**Task to complete**
Take the line containing "[point] every instance of the newspaper" in the listing below and copy it, along with every line after it, without alteration.

== Data records ==

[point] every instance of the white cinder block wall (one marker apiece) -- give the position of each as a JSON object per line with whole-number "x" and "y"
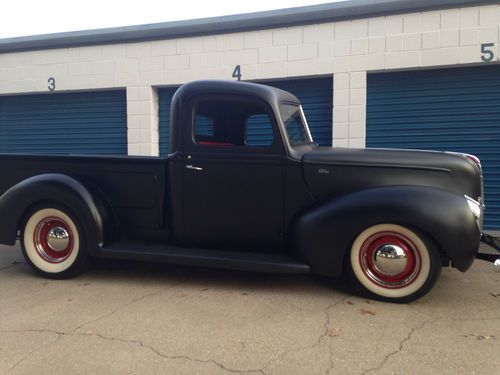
{"x": 348, "y": 50}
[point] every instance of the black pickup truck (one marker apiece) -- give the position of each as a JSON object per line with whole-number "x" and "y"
{"x": 245, "y": 187}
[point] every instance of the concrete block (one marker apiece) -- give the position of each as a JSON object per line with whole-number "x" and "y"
{"x": 469, "y": 17}
{"x": 376, "y": 26}
{"x": 114, "y": 52}
{"x": 450, "y": 38}
{"x": 469, "y": 37}
{"x": 342, "y": 47}
{"x": 319, "y": 33}
{"x": 272, "y": 70}
{"x": 431, "y": 21}
{"x": 341, "y": 98}
{"x": 412, "y": 23}
{"x": 359, "y": 46}
{"x": 79, "y": 69}
{"x": 357, "y": 80}
{"x": 357, "y": 142}
{"x": 136, "y": 50}
{"x": 127, "y": 79}
{"x": 450, "y": 19}
{"x": 133, "y": 94}
{"x": 103, "y": 67}
{"x": 400, "y": 60}
{"x": 359, "y": 29}
{"x": 163, "y": 47}
{"x": 394, "y": 43}
{"x": 343, "y": 30}
{"x": 341, "y": 115}
{"x": 236, "y": 41}
{"x": 195, "y": 45}
{"x": 272, "y": 54}
{"x": 431, "y": 39}
{"x": 256, "y": 39}
{"x": 470, "y": 54}
{"x": 326, "y": 50}
{"x": 291, "y": 35}
{"x": 152, "y": 63}
{"x": 340, "y": 142}
{"x": 357, "y": 129}
{"x": 367, "y": 62}
{"x": 376, "y": 44}
{"x": 412, "y": 42}
{"x": 133, "y": 107}
{"x": 489, "y": 15}
{"x": 442, "y": 56}
{"x": 340, "y": 130}
{"x": 357, "y": 96}
{"x": 303, "y": 51}
{"x": 488, "y": 35}
{"x": 246, "y": 56}
{"x": 394, "y": 24}
{"x": 357, "y": 115}
{"x": 91, "y": 53}
{"x": 176, "y": 62}
{"x": 13, "y": 59}
{"x": 341, "y": 81}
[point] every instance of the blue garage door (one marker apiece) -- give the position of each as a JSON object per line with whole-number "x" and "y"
{"x": 63, "y": 123}
{"x": 447, "y": 110}
{"x": 315, "y": 94}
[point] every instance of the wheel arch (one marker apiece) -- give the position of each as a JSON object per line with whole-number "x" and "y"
{"x": 322, "y": 236}
{"x": 85, "y": 201}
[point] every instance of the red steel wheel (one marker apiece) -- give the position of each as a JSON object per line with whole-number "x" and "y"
{"x": 394, "y": 262}
{"x": 53, "y": 242}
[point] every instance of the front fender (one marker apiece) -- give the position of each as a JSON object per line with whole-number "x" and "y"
{"x": 57, "y": 188}
{"x": 323, "y": 235}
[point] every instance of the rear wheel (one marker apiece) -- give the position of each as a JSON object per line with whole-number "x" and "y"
{"x": 53, "y": 242}
{"x": 394, "y": 263}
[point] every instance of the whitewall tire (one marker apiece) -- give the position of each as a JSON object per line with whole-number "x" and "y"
{"x": 394, "y": 263}
{"x": 53, "y": 242}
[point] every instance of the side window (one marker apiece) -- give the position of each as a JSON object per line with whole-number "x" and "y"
{"x": 232, "y": 123}
{"x": 258, "y": 131}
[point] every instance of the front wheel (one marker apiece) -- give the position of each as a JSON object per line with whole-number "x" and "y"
{"x": 394, "y": 263}
{"x": 53, "y": 242}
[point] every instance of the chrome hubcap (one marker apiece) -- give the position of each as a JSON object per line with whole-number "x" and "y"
{"x": 390, "y": 260}
{"x": 58, "y": 238}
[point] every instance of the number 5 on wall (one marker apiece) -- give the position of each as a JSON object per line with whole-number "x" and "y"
{"x": 487, "y": 54}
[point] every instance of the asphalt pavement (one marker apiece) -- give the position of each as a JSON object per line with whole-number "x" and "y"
{"x": 140, "y": 318}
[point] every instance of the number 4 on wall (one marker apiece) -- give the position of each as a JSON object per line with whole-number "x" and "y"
{"x": 237, "y": 72}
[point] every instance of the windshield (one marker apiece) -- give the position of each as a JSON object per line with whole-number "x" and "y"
{"x": 295, "y": 125}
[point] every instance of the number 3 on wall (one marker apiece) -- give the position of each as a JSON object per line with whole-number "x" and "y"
{"x": 487, "y": 54}
{"x": 52, "y": 84}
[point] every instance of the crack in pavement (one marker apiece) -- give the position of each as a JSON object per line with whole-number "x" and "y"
{"x": 324, "y": 334}
{"x": 410, "y": 334}
{"x": 126, "y": 341}
{"x": 108, "y": 314}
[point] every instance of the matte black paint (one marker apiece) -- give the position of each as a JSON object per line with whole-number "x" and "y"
{"x": 287, "y": 209}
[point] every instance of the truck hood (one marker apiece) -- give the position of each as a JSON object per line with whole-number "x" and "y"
{"x": 332, "y": 172}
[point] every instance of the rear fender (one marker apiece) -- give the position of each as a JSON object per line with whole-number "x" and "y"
{"x": 323, "y": 235}
{"x": 91, "y": 209}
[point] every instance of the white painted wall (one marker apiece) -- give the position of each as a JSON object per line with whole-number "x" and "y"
{"x": 347, "y": 50}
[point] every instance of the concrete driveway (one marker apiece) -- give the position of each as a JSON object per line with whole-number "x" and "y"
{"x": 126, "y": 318}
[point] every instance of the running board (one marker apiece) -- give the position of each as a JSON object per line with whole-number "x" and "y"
{"x": 243, "y": 261}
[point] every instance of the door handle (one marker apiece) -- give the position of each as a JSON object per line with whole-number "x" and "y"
{"x": 189, "y": 166}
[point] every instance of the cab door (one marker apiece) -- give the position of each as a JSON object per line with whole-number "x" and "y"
{"x": 234, "y": 177}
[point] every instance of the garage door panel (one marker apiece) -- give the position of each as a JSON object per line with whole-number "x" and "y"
{"x": 447, "y": 110}
{"x": 62, "y": 123}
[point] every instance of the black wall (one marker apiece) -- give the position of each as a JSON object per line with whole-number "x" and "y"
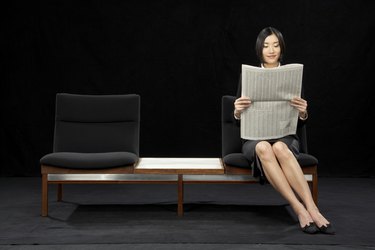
{"x": 181, "y": 57}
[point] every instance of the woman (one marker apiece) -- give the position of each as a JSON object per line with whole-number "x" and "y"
{"x": 276, "y": 159}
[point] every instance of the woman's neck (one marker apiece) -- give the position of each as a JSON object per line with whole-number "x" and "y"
{"x": 270, "y": 65}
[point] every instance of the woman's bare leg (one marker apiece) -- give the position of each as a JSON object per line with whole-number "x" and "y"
{"x": 276, "y": 177}
{"x": 294, "y": 174}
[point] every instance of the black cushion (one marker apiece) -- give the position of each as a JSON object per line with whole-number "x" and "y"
{"x": 95, "y": 131}
{"x": 236, "y": 160}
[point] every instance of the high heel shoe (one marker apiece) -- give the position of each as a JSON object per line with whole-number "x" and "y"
{"x": 310, "y": 228}
{"x": 327, "y": 229}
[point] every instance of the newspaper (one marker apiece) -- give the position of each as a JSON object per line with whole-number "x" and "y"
{"x": 270, "y": 90}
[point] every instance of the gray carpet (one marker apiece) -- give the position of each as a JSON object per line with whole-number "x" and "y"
{"x": 142, "y": 215}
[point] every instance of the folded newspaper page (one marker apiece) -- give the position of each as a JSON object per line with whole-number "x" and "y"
{"x": 270, "y": 90}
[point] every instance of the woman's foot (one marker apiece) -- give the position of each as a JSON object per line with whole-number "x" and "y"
{"x": 306, "y": 223}
{"x": 322, "y": 223}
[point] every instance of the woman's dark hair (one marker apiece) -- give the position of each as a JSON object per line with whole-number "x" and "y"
{"x": 263, "y": 34}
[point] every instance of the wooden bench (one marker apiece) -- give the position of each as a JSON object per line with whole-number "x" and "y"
{"x": 177, "y": 171}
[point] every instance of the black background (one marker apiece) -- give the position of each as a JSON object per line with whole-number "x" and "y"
{"x": 181, "y": 57}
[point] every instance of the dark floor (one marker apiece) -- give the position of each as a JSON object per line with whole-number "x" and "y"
{"x": 141, "y": 216}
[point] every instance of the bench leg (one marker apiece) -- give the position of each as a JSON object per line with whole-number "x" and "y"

===

**Answer box**
[point] every instance of the newspaper (one marker apiece) -- give the position of each as a JSON object per line with whole-number "x" and "y"
{"x": 270, "y": 90}
[point] every instance of the gray carpet (one marker apiece) -- give the position of each as a JSON object per line with whole-number "x" and "y"
{"x": 142, "y": 215}
[point] every instance of the folded newspaper page (one marker apiece) -- give the position of each as a JSON object per line with whole-number "x" and "y"
{"x": 270, "y": 90}
[point] every instance of the woman's foot (one marker apiece) -- give the position of each as a JSON object per line with whole-number "x" and "y"
{"x": 306, "y": 223}
{"x": 322, "y": 223}
[point] every instance of the woman's dark hair (one marker apiece) -- give the position of each as a JSON object per line with whole-number "x" and "y"
{"x": 263, "y": 34}
[point] every instance of the wooden bench (one marker apiece) -- give the position of each as a JSON object per line with whole-number "x" and "y"
{"x": 177, "y": 171}
[point] every instance of the black background (one marker apiece) -- give the position of each as a JSON object per line with whole-number "x" and "y"
{"x": 181, "y": 57}
[point] every instance of the dark floor (one marker apiece) -- give the position of each as a JSON object per line with whole-number "x" and "y"
{"x": 141, "y": 216}
[point] every instance of the bench leg (one marker apiece) -- give the position of each as a JSON object per line with whole-number "x" and "y"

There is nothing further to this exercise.